[Collected data entries]
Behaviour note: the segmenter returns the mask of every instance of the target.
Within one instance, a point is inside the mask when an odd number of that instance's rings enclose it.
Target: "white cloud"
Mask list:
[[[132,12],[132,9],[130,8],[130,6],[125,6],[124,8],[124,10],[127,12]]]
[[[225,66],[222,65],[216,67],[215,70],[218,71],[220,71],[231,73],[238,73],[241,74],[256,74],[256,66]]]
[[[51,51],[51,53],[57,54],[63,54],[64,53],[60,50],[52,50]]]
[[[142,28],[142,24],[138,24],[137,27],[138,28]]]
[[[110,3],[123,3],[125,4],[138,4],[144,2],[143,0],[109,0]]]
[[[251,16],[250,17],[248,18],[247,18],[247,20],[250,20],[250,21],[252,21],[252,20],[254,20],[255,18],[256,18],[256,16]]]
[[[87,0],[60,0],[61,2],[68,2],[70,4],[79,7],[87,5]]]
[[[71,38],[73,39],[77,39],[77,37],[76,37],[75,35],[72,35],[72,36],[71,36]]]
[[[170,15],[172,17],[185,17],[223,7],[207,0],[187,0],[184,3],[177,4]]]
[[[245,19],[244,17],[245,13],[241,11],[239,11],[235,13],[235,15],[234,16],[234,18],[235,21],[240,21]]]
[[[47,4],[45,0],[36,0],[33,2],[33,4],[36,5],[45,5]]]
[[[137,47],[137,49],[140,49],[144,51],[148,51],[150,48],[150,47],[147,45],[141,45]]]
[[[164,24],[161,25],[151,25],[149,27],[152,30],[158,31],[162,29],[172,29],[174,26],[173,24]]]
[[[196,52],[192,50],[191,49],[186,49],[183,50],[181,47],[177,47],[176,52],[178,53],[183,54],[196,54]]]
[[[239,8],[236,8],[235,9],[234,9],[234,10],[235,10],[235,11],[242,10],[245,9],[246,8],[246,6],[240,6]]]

What is asked =
Take the lines above and print them exactly.

Answer to the task =
Behaviour note: the segmenter returns the mask of every instance of the target.
Within one instance, a point is inside the mask when an odd number of that instance's rings enclose it.
Target: "white cloud"
Mask list:
[[[132,12],[132,9],[130,8],[130,6],[125,6],[124,8],[124,10],[127,12]]]
[[[225,66],[222,65],[216,67],[215,70],[218,71],[220,71],[231,73],[238,73],[241,74],[256,74],[256,66]]]
[[[51,51],[51,53],[57,54],[63,54],[64,53],[60,50],[52,50]]]
[[[142,28],[142,24],[138,24],[137,27],[138,28]]]
[[[110,3],[123,3],[125,4],[138,4],[144,2],[143,0],[109,0]]]
[[[251,16],[250,17],[248,18],[247,18],[247,20],[250,20],[250,21],[252,21],[252,20],[254,20],[255,18],[256,18],[256,16]]]
[[[87,0],[60,0],[61,2],[68,2],[70,4],[79,7],[87,5]]]
[[[71,38],[73,39],[77,39],[77,37],[76,37],[75,35],[72,35],[72,36],[71,36]]]
[[[170,15],[172,17],[185,17],[223,7],[207,0],[187,0],[184,3],[177,4]]]
[[[245,19],[244,17],[245,13],[241,11],[239,11],[235,13],[235,15],[234,16],[234,18],[235,21],[240,21]]]
[[[47,4],[45,0],[36,0],[33,2],[33,4],[36,5],[45,5]]]
[[[137,47],[137,49],[140,49],[144,51],[148,51],[150,48],[150,47],[147,45],[141,45]]]
[[[164,24],[161,25],[151,25],[149,27],[152,30],[158,31],[162,29],[172,29],[174,26],[173,24]]]
[[[196,52],[192,50],[191,49],[186,49],[183,50],[181,47],[177,47],[176,52],[178,53],[183,54],[196,54]]]
[[[239,8],[236,8],[235,9],[234,9],[234,10],[235,10],[235,11],[242,10],[245,9],[246,8],[246,6],[240,6]]]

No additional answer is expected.